Copy the whole listing below word for word, but leave out the picture.

* begin *

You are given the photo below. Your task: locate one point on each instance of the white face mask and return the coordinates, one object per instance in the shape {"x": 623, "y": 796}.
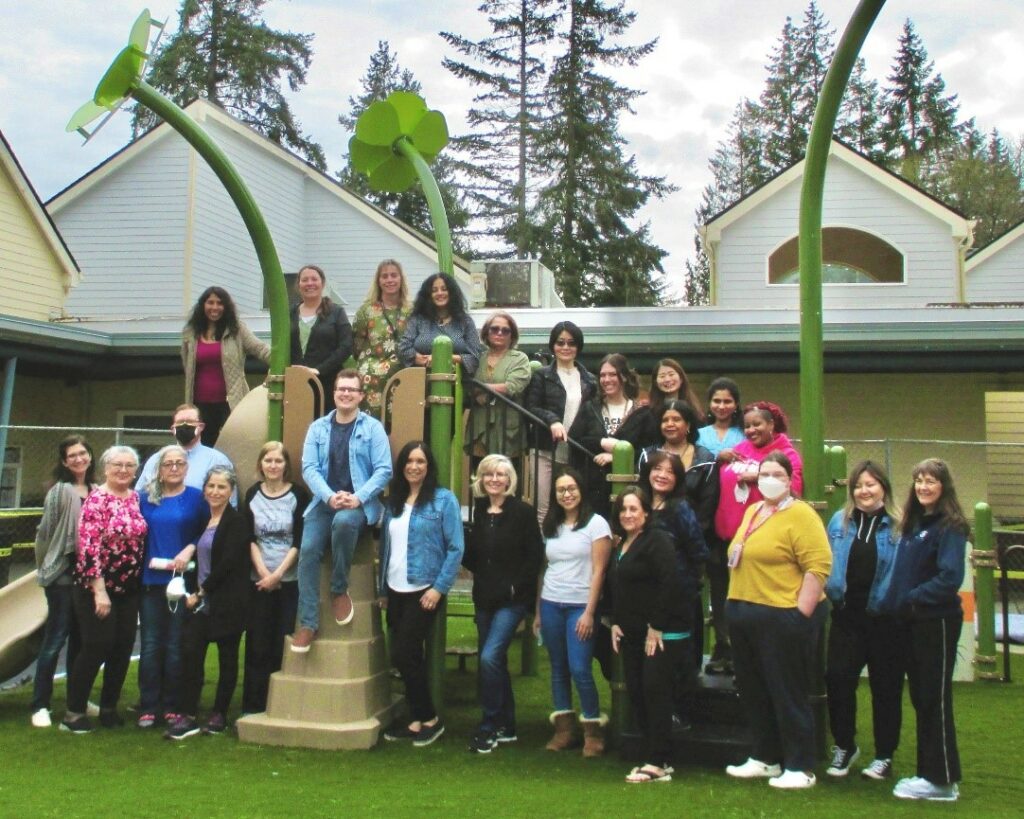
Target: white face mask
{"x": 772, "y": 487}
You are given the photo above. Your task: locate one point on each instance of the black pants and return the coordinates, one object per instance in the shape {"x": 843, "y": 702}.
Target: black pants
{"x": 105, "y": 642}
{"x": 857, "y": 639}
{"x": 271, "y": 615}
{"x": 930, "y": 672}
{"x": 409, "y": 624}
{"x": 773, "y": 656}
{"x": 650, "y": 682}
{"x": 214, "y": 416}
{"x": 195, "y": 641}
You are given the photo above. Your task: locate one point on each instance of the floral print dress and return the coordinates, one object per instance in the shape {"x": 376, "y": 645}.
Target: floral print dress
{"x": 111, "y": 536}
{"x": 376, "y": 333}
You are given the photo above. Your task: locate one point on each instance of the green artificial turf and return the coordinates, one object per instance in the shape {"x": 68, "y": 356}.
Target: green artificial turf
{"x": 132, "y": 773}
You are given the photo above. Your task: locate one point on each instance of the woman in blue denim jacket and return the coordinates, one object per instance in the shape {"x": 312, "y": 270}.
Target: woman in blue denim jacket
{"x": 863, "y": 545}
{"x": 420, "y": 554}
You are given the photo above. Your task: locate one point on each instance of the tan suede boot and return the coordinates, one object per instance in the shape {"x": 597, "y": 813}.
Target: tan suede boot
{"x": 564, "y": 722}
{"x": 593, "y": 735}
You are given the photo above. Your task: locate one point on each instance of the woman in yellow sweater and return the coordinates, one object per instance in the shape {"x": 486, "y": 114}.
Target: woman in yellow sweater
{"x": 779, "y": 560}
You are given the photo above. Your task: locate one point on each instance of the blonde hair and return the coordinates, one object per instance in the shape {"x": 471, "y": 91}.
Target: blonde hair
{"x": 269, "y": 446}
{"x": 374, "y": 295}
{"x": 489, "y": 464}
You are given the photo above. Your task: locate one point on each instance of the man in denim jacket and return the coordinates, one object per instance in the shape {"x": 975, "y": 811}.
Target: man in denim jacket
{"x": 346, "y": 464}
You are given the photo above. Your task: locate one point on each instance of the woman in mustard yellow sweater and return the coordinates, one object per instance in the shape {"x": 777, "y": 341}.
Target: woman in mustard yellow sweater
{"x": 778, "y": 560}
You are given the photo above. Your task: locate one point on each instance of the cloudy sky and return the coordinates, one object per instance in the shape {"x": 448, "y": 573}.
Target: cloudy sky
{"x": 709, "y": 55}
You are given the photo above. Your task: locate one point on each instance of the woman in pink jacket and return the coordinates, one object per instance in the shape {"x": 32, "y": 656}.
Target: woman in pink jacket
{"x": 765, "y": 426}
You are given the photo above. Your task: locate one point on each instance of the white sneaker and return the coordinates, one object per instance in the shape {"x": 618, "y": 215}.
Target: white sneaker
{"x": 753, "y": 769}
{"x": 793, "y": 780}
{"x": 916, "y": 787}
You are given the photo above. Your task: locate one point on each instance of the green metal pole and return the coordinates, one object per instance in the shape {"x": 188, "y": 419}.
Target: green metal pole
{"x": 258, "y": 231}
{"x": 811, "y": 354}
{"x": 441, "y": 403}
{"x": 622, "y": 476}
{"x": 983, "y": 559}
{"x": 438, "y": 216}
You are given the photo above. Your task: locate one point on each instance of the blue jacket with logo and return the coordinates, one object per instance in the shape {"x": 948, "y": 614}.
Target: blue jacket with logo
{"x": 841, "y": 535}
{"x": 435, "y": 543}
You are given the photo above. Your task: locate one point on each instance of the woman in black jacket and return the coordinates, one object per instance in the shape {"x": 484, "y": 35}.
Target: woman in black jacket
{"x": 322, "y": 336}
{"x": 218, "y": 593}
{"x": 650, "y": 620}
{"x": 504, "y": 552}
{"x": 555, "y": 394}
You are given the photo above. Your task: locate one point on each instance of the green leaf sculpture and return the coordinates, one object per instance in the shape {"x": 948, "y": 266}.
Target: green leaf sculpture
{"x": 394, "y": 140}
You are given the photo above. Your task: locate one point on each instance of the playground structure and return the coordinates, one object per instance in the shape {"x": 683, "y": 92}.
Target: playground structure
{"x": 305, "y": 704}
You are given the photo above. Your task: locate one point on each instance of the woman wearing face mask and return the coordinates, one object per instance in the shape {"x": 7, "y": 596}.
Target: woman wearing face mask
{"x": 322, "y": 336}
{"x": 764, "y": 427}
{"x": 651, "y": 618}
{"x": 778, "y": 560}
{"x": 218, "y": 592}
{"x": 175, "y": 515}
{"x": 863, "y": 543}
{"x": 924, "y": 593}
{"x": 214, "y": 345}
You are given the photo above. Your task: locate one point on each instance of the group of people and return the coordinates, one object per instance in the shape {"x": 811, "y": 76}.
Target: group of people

* end *

_EXPECTED OUTPUT_.
You are given the photo below. Your task: locate one point on each instance of the white face mask and return the coordinates, one object per instance in the shape {"x": 623, "y": 796}.
Target: white face mask
{"x": 772, "y": 487}
You are given the photo above. Your task: locate one point on each instance of the black pants and return the coordinates, one object per instance in the shape {"x": 843, "y": 702}.
Target: black pants
{"x": 105, "y": 642}
{"x": 857, "y": 639}
{"x": 271, "y": 615}
{"x": 930, "y": 672}
{"x": 409, "y": 624}
{"x": 773, "y": 656}
{"x": 650, "y": 682}
{"x": 214, "y": 416}
{"x": 195, "y": 641}
You are given the photo above. Your task: locate one point on each instance of the floral print dress and return the coordinates, one object per instance in the shape {"x": 376, "y": 645}.
Target: floral print dress
{"x": 111, "y": 536}
{"x": 376, "y": 333}
You are given the photo above. Your task: locate one point on each instance of the green artificial turf and return the coordinates, one object per instance in the shape {"x": 68, "y": 356}.
Target: green artificial turf
{"x": 132, "y": 773}
You are given the photo above. Your task: locate one point on each instance of the woman in blue denim jacket and return the coordinates, one object per instance in the shape {"x": 312, "y": 270}.
Target: woman in blue denim jacket
{"x": 863, "y": 545}
{"x": 420, "y": 554}
You are given the photo above. Your task: locate one point on each instance of the tan suede boot and return the coordinates, one object per instance in the shape {"x": 597, "y": 813}.
Target: tan suede boot
{"x": 564, "y": 722}
{"x": 593, "y": 735}
You are given the photo above. Your task: locate one point on each instance of the woman in yellow sweater and return the coordinates, one object per instance in the shape {"x": 486, "y": 114}.
Target: woman in yellow sweater
{"x": 779, "y": 560}
You are given the photo above. Your task: locate one point on each instance of the blonde hair and return the coordinates, one object per instance in the shape {"x": 471, "y": 91}.
Target: blonde hair
{"x": 269, "y": 446}
{"x": 374, "y": 295}
{"x": 489, "y": 464}
You are given the photo above. Your task: locate one point on each instance of the man in denim jacket and return the coordinates, one object per instance in the shape {"x": 975, "y": 811}.
Target: man in denim jacket
{"x": 346, "y": 464}
You are given the photo above. Your task: locate one point on each instance of the woman in mustard yellow sweater and return the coordinates, one object per instance in the shape {"x": 777, "y": 341}.
Target: woman in mustard yellow sweater
{"x": 778, "y": 560}
You are given the photo above. Your task: locate one point on each instance of the cloudy sky and return the coordinates, one object per instance in the shape {"x": 448, "y": 573}.
Target: cloudy sky
{"x": 709, "y": 55}
You are given the photo above. Your task: locate one point on each instance of the woman in pink jacket and return the coordinates, one object per instance in the shape {"x": 32, "y": 656}.
Target: woman in pink jacket
{"x": 765, "y": 426}
You are given the photo above. Your task: locate one point on each instance of the white sneaker and return the coordinates, one object per instance in the shape {"x": 618, "y": 215}.
Target: white sneaker
{"x": 753, "y": 769}
{"x": 793, "y": 780}
{"x": 916, "y": 787}
You are given the photo above. Your task: locate one point on each instance of the green metal pole and return the coordinates, one object per instance in the shape {"x": 188, "y": 419}.
Target: green metal pole
{"x": 258, "y": 231}
{"x": 811, "y": 354}
{"x": 441, "y": 403}
{"x": 622, "y": 476}
{"x": 983, "y": 559}
{"x": 438, "y": 216}
You are given the photo above. Your task: locate one point on each instance of the blue jacket with logo and return the coordinates, one object per instance in the shape {"x": 948, "y": 614}.
Target: blue jacket with logo
{"x": 841, "y": 535}
{"x": 435, "y": 543}
You are given the photo above. Your task: locate one point on each instance of the woman in black jacket and return the coordinates, one object per instance in the shape {"x": 484, "y": 35}.
Target: woman in black jacket
{"x": 322, "y": 336}
{"x": 218, "y": 593}
{"x": 650, "y": 620}
{"x": 504, "y": 552}
{"x": 555, "y": 394}
You are given the photo above. Your task: locate one point on each instance of the green leaf sculpture and return the coordinates, one object per instance in the shape {"x": 948, "y": 266}.
Target: green leaf sculpture
{"x": 394, "y": 140}
You are given the photo above. Your task: locate one point on each instance of the playground structure and return the coordinates, one object per instance in the shape {"x": 683, "y": 92}.
Target: playground structure
{"x": 305, "y": 704}
You are given the photo above. Your task: locate one point on each instance of the woman wearing face mask and return the coordinates, one object per instance in the shape {"x": 7, "y": 596}.
Target: woman wearing face mask
{"x": 322, "y": 336}
{"x": 764, "y": 427}
{"x": 651, "y": 618}
{"x": 778, "y": 560}
{"x": 218, "y": 592}
{"x": 175, "y": 515}
{"x": 863, "y": 543}
{"x": 924, "y": 593}
{"x": 214, "y": 345}
You are given the photo above. Your task: locate one point on each instance of the group of people and return the coordinates, one object per instance in the shape {"x": 811, "y": 76}.
Target: group of people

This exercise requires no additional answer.